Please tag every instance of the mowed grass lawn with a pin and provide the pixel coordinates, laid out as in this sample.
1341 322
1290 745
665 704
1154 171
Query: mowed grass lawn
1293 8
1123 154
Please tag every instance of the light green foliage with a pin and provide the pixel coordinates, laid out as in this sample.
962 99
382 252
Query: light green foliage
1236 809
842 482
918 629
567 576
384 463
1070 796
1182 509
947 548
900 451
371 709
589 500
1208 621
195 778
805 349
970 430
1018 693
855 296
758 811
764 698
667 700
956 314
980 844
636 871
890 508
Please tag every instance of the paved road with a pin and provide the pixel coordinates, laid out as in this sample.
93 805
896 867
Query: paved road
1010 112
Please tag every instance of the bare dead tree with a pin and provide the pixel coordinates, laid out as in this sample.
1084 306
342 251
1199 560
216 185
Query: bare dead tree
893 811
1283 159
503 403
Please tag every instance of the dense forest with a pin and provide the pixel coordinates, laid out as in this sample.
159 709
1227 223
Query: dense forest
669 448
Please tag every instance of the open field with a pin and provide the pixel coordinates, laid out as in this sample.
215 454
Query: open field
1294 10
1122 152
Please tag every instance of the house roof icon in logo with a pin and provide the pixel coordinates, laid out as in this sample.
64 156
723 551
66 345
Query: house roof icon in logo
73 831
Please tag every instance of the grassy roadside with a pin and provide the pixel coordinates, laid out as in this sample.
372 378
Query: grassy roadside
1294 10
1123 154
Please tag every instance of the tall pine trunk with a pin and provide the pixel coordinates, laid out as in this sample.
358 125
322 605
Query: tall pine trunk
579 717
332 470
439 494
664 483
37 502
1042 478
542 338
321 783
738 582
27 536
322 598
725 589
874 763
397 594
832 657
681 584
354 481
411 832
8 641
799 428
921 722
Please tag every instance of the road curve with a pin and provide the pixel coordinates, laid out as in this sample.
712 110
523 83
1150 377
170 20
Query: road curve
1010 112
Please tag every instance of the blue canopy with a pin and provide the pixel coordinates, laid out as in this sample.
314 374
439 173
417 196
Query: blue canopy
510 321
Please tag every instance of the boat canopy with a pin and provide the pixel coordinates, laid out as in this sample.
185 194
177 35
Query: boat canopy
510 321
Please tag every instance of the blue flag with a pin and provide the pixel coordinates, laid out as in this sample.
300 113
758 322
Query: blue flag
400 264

============

Switch "blue flag" to "blue banner" in the lines starting at the one containing "Please tag every instance of the blue flag" and ending with the last of the items, and give those lines again with nothing else altered.

Please tag every instance of the blue banner with a pin and provide the pixel coordinates, laid out as in this sample.
300 113
758 322
Query: blue banner
400 264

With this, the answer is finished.